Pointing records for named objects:
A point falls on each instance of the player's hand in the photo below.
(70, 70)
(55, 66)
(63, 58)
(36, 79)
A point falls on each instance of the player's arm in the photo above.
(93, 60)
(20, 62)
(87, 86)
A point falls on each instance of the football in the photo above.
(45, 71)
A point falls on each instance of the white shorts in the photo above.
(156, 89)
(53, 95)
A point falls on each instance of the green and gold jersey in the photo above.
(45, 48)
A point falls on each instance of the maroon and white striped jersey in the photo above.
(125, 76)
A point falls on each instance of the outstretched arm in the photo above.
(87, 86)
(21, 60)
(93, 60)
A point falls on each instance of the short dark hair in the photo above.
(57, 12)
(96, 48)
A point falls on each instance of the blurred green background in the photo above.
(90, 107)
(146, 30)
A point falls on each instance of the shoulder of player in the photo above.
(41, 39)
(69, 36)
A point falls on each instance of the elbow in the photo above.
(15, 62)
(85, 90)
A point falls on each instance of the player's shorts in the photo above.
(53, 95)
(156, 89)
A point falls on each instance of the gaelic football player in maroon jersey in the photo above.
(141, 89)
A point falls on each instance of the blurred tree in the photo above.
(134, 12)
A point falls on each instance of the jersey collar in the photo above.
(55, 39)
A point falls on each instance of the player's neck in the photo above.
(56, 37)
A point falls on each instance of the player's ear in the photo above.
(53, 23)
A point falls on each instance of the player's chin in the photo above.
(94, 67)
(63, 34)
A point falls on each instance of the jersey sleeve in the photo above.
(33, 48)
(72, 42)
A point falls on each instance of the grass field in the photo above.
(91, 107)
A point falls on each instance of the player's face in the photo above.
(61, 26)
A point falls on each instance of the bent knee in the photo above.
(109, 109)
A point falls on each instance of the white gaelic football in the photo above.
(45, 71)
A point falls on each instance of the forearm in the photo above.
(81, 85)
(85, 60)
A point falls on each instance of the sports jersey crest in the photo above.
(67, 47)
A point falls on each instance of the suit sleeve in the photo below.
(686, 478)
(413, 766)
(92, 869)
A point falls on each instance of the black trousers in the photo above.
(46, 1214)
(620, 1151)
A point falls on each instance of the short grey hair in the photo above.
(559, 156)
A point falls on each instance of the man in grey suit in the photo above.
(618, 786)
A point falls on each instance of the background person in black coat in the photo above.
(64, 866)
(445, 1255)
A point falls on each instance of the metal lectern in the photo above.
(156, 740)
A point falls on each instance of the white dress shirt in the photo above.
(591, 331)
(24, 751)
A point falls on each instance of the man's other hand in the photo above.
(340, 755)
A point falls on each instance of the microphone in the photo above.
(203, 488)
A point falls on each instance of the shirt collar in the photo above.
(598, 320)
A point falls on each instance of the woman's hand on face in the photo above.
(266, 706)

## [WHAT IS BEING ASKED]
Copy every one of the records above word for word.

## [EXERCISE OUTPUT]
A point falls on each instance of the player's hand in the photo below.
(70, 70)
(55, 66)
(63, 58)
(36, 79)
A point falls on each instance of the player's arm in the photo above.
(93, 60)
(20, 62)
(87, 86)
A point falls on each instance of the football in the photo above.
(45, 71)
A point falls on each instance of the white shorts in the photo above.
(156, 89)
(53, 95)
A point falls on each instance of the green and gold jersey in the photo above.
(45, 48)
A point falls on each instance of the maroon and white striped jersey in the photo above.
(125, 76)
A point falls on each instance of the outstretched arm in the photo above.
(87, 86)
(21, 60)
(93, 60)
A point falls on each instance of the short dark hair in the photo above.
(57, 12)
(96, 48)
A point falls on each instance of the blurred green background in the photo above.
(90, 107)
(146, 30)
A point falls on each instance of the shoulder of player in the photo above.
(41, 39)
(69, 36)
A point falls on each instance of the elbow in the photo above.
(15, 62)
(85, 90)
A point falls on each instance of the player's shorts in the photo above.
(53, 95)
(156, 89)
A point falls on each instance of the gaelic football player in maroon jersey in the photo above.
(141, 89)
A point falls on each instance of the blurred tree in the photo above.
(134, 12)
A point falls on each instance of the jersey collar in the photo above.
(55, 39)
A point falls on each instance of the player's neck in the photo above.
(56, 37)
A point falls on each instance of the player's ear in the photo above.
(53, 23)
A point falls on each instance of the player's chin in the photo above.
(94, 67)
(63, 34)
A point falls on each instance of the jersey sleeve in the photo above.
(33, 48)
(72, 42)
A point falls on each instance of the grass field in the photo above.
(91, 107)
A point falls on each instance of the player's face in the photo above.
(61, 26)
A point falls on each instance of the bent knee in the photo above.
(109, 109)
A point falls on each instance of the white gaelic football in the photo above.
(45, 71)
A point falls on each instance of the forearm in the photo above.
(81, 85)
(85, 60)
A point falls on each instance of the sports jersey crest in the photo above.
(67, 47)
A point falls on each instance of the suit sleeve in the photo below.
(686, 478)
(413, 766)
(92, 869)
A point falls on each instance of the black trousers in the photo above.
(46, 1214)
(620, 1151)
A point falls on each instance of the short grey hair in the photo above.
(559, 156)
A point falls on each instance of the man in grey suit in the photo above.
(618, 786)
A point falls on each instance of the background person in black coat in the photo above.
(64, 866)
(445, 1255)
A point falls on each instance of the metal lectern in the photo above.
(156, 740)
A point falls on each instance of the white dress shirt in the photo above.
(591, 331)
(24, 751)
A point falls on each instance of the man's other hand in the photo above.
(340, 755)
A point falls on each instance of the microphone in the photo above.
(203, 488)
A point falls on each instance of the shirt collar in the photo above.
(598, 320)
A point falls on each instance of the woman's hand on face in the photo above.
(266, 706)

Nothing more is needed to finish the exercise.